[Data for the task start]

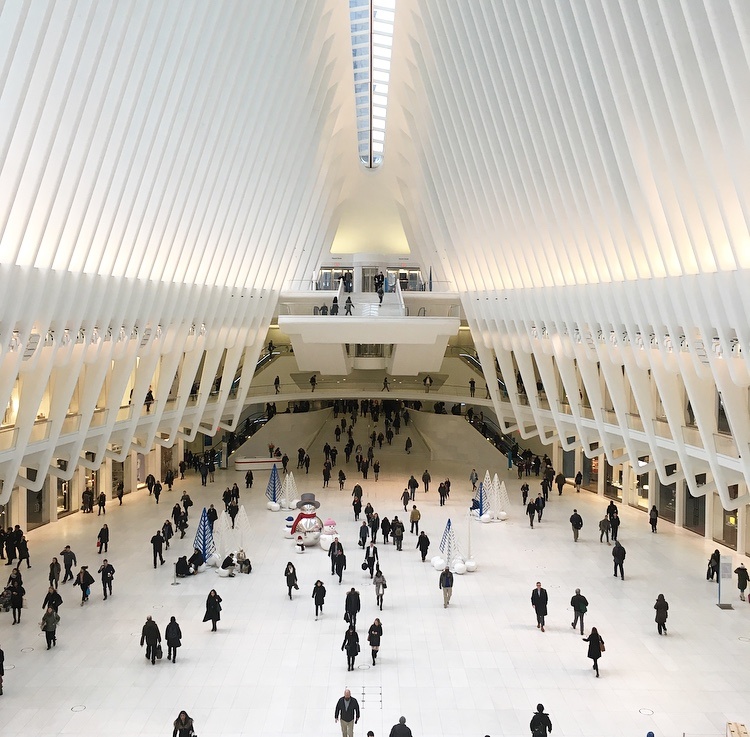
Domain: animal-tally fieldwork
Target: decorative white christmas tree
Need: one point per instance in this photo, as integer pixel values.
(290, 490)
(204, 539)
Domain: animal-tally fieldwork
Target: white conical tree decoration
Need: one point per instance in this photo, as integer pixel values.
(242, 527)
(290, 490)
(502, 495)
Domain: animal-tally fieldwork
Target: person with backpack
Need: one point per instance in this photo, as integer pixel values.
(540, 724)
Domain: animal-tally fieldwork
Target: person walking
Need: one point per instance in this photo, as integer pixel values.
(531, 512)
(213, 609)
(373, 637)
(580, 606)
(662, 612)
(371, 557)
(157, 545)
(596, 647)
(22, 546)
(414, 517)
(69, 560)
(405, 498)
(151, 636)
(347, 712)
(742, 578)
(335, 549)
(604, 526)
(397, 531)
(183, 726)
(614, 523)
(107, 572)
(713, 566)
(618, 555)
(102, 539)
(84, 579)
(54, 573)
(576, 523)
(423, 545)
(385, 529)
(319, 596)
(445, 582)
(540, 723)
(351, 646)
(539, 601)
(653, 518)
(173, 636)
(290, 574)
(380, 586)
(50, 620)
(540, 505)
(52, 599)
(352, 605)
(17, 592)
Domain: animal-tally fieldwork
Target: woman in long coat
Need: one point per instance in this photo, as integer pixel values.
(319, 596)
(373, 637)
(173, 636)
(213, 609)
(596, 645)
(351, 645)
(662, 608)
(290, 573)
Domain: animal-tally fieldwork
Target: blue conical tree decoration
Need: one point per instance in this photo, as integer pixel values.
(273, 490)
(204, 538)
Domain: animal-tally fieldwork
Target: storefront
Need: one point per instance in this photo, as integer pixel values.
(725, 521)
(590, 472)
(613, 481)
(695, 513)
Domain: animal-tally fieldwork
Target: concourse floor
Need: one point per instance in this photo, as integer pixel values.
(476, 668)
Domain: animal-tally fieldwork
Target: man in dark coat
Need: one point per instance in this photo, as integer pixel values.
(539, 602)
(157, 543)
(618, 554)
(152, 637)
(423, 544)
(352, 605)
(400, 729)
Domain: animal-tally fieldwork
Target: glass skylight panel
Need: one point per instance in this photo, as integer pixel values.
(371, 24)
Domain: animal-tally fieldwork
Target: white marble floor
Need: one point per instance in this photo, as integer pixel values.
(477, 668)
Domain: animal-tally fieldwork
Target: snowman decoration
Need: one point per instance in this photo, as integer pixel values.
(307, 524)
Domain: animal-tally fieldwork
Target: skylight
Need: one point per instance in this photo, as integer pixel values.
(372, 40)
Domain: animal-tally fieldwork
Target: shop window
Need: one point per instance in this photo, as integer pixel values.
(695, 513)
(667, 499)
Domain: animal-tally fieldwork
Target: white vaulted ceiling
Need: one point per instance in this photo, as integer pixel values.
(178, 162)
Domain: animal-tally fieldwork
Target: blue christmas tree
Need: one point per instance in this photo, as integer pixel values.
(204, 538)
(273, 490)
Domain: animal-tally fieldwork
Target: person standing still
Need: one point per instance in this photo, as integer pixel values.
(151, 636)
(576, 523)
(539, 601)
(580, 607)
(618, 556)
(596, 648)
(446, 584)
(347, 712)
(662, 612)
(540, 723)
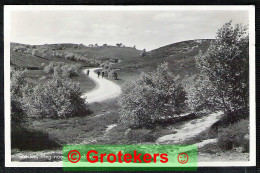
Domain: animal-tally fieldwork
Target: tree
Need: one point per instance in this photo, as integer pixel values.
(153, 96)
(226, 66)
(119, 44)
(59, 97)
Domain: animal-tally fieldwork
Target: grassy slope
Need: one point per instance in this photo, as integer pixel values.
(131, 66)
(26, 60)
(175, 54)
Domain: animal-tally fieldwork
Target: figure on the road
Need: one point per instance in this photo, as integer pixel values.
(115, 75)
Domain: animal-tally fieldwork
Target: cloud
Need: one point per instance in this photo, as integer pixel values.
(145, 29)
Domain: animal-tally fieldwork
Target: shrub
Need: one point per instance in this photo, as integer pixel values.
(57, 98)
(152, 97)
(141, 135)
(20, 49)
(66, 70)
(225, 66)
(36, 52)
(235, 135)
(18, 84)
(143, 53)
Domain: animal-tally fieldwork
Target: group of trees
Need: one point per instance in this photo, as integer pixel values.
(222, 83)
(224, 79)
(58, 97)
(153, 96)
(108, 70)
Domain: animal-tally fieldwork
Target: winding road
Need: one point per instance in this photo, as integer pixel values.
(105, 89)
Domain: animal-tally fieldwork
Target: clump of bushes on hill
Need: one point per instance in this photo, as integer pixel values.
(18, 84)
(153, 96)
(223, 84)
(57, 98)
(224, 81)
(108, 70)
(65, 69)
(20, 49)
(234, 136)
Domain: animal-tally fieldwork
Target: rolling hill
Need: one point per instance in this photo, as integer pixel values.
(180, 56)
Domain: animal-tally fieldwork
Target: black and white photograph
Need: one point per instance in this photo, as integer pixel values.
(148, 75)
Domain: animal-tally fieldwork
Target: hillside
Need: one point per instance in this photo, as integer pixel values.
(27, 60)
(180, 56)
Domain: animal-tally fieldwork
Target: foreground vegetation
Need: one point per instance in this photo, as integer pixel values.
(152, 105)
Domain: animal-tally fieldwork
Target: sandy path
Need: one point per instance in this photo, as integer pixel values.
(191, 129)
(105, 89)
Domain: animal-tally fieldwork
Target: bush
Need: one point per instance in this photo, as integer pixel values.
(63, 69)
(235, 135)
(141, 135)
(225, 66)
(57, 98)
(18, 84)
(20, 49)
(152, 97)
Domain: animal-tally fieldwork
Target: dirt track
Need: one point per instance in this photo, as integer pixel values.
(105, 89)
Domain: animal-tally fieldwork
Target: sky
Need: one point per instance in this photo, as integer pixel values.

[Data for the task end]

▸ Task goal
Any pictures should be dropped; transcribe the rest of the records above exactly.

▸ Answer to the problem
Domain: animal-tally fieldwork
Target: decorative white christmas tree
Need: one point per instance in this photo, as integer pixel values.
(290, 490)
(204, 539)
Domain: animal-tally fieldwork
Target: white conical tree decoration
Need: one point per instance in this photo, as integer pixel values.
(242, 527)
(290, 490)
(502, 495)
Domain: animal-tally fieldwork
Target: person with backpack
Need: one point per instance in this photo, as integer pixel values.
(540, 724)
Domain: animal-tally fieldwork
Target: person walking
Need: one point per instance in this photo, as integer pixel values.
(531, 512)
(213, 609)
(373, 637)
(580, 606)
(662, 612)
(371, 557)
(157, 545)
(596, 647)
(22, 546)
(414, 517)
(69, 560)
(405, 498)
(151, 636)
(347, 712)
(742, 578)
(335, 549)
(604, 526)
(397, 531)
(183, 726)
(614, 523)
(107, 572)
(713, 566)
(618, 555)
(102, 539)
(84, 579)
(54, 573)
(576, 523)
(423, 545)
(385, 529)
(319, 596)
(445, 582)
(540, 723)
(351, 646)
(539, 601)
(653, 518)
(173, 636)
(290, 574)
(380, 586)
(50, 620)
(540, 505)
(52, 599)
(352, 605)
(17, 592)
Domain: animal-tally fieldwork
Target: woman in long coat
Need: one point per instance in this photo, as integer pixel values.
(319, 596)
(373, 637)
(173, 636)
(213, 609)
(596, 645)
(351, 645)
(662, 608)
(290, 573)
Domain: animal-tally fieldwork
Target: blue conical tree decoration
Need: one point per instance in this photo, as integer pixel values.
(273, 490)
(204, 538)
Domain: animal-tally fieldwork
Target: storefront
Need: one point per instance in this photo, as integer pixel values.
(725, 521)
(590, 472)
(613, 481)
(695, 513)
Domain: animal-tally fieldwork
Target: concourse floor
Need: one point per instance in this photo, as integer pixel values.
(476, 668)
Domain: animal-tally fieldwork
Target: man in dark coat
Need: one point per instance in this photo, as integer pixel values.
(539, 602)
(157, 543)
(618, 554)
(152, 637)
(423, 544)
(352, 605)
(400, 729)
Domain: animal-tally fieldwork
Target: glass skylight panel
Need: one point per instance in this photo, as integer pixel values.
(371, 24)
Domain: animal-tally fieldwork
Target: white marble floor
Need: one point per instance in this photo, as integer pixel values.
(477, 668)
Domain: animal-tally fieldwork
Target: snowman decoration
Need: one point per instance in this photo, as integer pixel values.
(307, 524)
Domain: animal-tally fieldwork
Target: skylight
Need: one point per instance in this photo, as integer pixel values.
(372, 40)
Domain: animal-tally fieldwork
Target: shop window
Need: one point per instance in this photo, as integer pixel values.
(695, 513)
(667, 499)
Domain: animal-tally fieldwork
Target: white vaulted ceiling
Need: one point per instance in this photo, as integer pixel values.
(178, 162)
Domain: animal-tally fieldwork
Target: blue christmas tree
Need: one point per instance in this photo, as integer pixel values.
(204, 538)
(273, 490)
Domain: animal-tally fieldwork
Target: person standing still
Need: one point per instance in this photo, as integer pixel values.
(151, 636)
(576, 523)
(539, 601)
(580, 607)
(618, 556)
(596, 648)
(446, 584)
(347, 712)
(662, 612)
(540, 723)
Domain: animal-tally fieldwork
Target: tree
Need: one point per instance in this photo, as integer pixel values.
(153, 96)
(226, 66)
(119, 44)
(59, 97)
Domain: animal-tally fieldwork
Target: grassy slope
Need: one point per instance in this photo, as integer pixel values.
(131, 66)
(26, 60)
(175, 54)
Domain: animal-tally fieldwork
Target: figure on the road
Need: one point per instance in this photo, as integer pixel values.
(115, 75)
Domain: animal-tally fieldwork
Target: cloud
Need: one point per instance in this photo, as integer pixel values.
(145, 29)
Domain: animal-tally fieldwork
Target: shrub
Need: one point per instance in this photo, as integer pixel values.
(57, 98)
(152, 97)
(141, 135)
(20, 49)
(66, 70)
(225, 66)
(36, 52)
(235, 135)
(18, 84)
(143, 53)
Domain: animal-tally fieldwork
Target: group of trees
Need: one point per instance in this photo, as integer pixel values.
(222, 83)
(224, 79)
(58, 97)
(153, 96)
(108, 70)
Domain: animal-tally fieldwork
Target: winding road
Need: one point per instance in this photo, as integer pixel values.
(105, 89)
Domain: animal-tally fieldwork
Target: clump of bushes on hill
Need: one point per instance in this photo, as integer pixel values.
(18, 84)
(153, 96)
(223, 84)
(57, 98)
(224, 81)
(108, 70)
(65, 69)
(20, 49)
(234, 136)
Domain: animal-tally fieldwork
Target: rolling hill
Need: one point per instance in this photo, as integer pixel values.
(180, 56)
Domain: animal-tally fieldwork
Target: black and white photograph
Need: one point per instance in this photo, as integer pixel values.
(148, 75)
Domain: animal-tally fieldwork
Target: hillside
Need: one point per instance in this photo, as integer pixel values.
(27, 60)
(180, 56)
Domain: animal-tally fieldwork
Target: foreground vegetation
Need: one point per instance in this photo, as integer pixel values.
(152, 105)
Domain: animal-tally fieldwork
Target: sandy path
Need: one point per instance in this photo, as integer pixel values.
(191, 129)
(105, 89)
Domain: animal-tally fieldwork
Target: bush
Need: one point per instance in this photo, as integer pixel values.
(63, 69)
(235, 135)
(141, 135)
(225, 66)
(57, 98)
(18, 84)
(20, 49)
(152, 97)
Domain: animal-tally fieldwork
Target: dirt track
Need: one point per instance in this photo, as integer pixel values.
(105, 89)
Domain: animal-tally fieldwork
Target: sky
Need: one point per instance in this photo, as integer pixel values.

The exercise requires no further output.